**Excerpt:**
»»
But Jason isn't taking his mutation lying down. If "popularity" is what keeps you alive (and for a fictional character, it very much is), then he'll be the most popular. He'll tweet his crime fighting, kill his villains with grim irony like a '90s antihero. If the man who embodies the Batman idea is dead, why not replace him in the reader's mind? Make his interpretation of the Batman idea the dominant one, and render Dick Grayson's take on the character obsolete. (Of course, 70 years of tradition and continual storytelling tie Bruce Wayne so closely to the Batman idea that no reader, when shown Bruce's death in Final Crisis, ever believed it would "stick," meaning Jason is almost certainly doomed in his attempts). And in the ultimate symbol of fighting back against the reader, he co-opts their murder weapon - the phone poll - in his war against Dick Grayson.

By having the people of Gotham (motivated at least partially by prurient interest, in a reflection of the sort of people who voted for Jason's death just to see if DC would really do it) declare Batman obsolete by the same method that was used to kill him, he's making his big play to hi-jack the Batman story to serve his own ends.

Morrison's entire run on Batman (not to mention his other DC work of late) has been about characters fighting back against the stories they find themselves trapped in. Final Crisis was about an attempt by characters within the story to reverse the "Heroes always win" dynamic of the universe in which they live. Dr. Hurt, the major villain of Morrison's Batman, is a direct attack on Batman's origin. He presents himself as Dr. Thomas Wayne, not murdered trying to protect his family in Crime Alley, but the engineer behind their deaths. He is, like The Enemy in Lawrence Miles' excellent "The Book of the War," a kind of hostile alternate history. Batman as he currently exists is functionally invincible within his stories. The only way to beat him is to attack him on the meta level, and so Hurt strikes not at the man, but at the iconic origin story.
««
**Required task A:** Pick out every line in the listing below that contains the string "wreckage", treating uppercase and lowercase as different.

**Position annotation records:**
»»
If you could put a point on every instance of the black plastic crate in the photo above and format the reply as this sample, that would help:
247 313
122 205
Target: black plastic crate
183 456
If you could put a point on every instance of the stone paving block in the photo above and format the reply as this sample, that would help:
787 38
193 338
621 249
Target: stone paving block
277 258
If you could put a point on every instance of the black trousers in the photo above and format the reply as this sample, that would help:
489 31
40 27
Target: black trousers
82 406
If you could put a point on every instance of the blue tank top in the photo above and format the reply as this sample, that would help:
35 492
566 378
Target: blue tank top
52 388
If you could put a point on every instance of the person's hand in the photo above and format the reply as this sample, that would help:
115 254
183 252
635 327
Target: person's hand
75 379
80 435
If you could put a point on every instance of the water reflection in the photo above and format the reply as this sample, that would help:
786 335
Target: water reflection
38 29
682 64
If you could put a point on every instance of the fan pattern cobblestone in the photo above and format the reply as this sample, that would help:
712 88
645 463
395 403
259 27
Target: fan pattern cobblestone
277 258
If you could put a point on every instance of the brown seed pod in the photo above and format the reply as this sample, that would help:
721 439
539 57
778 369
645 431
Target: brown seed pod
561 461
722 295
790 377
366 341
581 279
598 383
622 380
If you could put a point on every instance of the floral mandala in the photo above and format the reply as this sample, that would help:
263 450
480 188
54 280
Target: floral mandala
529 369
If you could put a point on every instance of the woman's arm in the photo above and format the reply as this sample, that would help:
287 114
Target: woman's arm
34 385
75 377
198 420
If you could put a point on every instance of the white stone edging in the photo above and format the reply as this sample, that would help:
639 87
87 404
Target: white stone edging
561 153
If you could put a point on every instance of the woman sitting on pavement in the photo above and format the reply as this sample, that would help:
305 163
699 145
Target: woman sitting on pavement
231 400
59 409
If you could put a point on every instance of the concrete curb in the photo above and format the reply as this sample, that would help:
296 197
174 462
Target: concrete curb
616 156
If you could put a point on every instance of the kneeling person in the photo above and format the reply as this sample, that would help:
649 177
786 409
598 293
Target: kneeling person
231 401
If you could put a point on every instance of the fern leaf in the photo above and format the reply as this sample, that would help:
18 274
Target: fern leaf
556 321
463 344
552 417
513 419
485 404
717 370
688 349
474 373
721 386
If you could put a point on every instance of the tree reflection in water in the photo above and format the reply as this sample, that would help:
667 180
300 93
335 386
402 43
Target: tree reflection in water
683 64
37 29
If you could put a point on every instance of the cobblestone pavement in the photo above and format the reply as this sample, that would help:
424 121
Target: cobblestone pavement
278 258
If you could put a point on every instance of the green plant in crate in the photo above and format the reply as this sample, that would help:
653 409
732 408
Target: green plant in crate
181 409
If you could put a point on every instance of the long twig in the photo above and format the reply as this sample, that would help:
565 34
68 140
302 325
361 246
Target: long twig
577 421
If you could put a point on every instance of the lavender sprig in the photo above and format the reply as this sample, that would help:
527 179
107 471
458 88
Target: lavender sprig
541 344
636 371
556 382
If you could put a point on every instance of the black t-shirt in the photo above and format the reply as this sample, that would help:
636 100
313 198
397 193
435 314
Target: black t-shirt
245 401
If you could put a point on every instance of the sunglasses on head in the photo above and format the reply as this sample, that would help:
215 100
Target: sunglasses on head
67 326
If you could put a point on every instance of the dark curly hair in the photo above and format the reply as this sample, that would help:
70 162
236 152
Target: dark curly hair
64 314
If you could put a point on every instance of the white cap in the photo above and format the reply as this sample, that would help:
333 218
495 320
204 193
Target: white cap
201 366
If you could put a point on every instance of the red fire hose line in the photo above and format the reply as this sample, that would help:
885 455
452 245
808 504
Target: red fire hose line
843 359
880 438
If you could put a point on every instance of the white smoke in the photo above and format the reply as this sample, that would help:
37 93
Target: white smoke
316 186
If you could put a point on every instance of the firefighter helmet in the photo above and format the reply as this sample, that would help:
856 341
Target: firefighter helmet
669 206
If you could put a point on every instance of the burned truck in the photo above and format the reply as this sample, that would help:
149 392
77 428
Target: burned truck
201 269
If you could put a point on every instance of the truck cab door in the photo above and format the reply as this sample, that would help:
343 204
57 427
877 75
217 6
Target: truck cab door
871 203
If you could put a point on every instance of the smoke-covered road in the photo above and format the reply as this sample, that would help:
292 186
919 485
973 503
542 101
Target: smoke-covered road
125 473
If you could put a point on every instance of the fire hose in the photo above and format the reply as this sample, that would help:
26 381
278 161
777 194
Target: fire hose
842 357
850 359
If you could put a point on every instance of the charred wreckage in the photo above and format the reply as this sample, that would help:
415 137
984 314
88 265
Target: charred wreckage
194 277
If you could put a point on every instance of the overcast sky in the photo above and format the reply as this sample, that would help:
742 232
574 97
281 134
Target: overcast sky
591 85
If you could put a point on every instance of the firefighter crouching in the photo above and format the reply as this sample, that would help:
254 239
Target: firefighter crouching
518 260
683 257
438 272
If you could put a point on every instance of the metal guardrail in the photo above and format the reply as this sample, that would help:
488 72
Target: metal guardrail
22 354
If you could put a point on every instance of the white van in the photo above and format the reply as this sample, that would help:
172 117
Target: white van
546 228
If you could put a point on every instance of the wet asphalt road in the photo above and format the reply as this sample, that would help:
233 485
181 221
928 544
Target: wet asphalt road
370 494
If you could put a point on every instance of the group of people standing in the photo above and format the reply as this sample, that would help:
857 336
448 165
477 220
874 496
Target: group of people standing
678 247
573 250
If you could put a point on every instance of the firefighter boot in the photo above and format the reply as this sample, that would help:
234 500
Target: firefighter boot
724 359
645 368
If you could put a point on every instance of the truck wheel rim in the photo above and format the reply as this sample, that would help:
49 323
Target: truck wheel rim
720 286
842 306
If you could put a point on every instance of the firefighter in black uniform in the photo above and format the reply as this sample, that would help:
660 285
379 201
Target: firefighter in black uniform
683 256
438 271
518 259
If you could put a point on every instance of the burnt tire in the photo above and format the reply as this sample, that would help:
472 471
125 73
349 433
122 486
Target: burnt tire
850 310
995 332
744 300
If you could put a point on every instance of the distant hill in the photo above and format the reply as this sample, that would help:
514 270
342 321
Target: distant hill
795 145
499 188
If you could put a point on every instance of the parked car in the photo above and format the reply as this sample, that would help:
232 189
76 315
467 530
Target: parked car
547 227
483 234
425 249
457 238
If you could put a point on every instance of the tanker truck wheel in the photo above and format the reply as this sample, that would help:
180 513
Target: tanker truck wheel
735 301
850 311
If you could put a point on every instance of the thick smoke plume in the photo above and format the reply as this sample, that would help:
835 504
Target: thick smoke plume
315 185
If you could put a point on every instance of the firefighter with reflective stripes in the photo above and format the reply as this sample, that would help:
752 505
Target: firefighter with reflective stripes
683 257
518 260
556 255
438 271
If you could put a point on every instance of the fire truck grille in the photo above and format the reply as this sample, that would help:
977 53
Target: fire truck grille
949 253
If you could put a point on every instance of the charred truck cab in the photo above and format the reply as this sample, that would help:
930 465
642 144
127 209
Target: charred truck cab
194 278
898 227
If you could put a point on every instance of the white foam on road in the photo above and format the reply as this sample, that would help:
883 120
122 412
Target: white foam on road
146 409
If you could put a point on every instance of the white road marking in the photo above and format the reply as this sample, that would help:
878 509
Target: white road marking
««
**Required task B:** In the commentary on Morrison's Batman, what does Jason co-opt in his war against Dick Grayson?

**Result A:**
If you could put a point on every instance of the charred wreckage in the photo above and format the reply as this sample, that would help:
Target: charred wreckage

**Result B:** The phone poll, which the commentary calls the readers' murder weapon.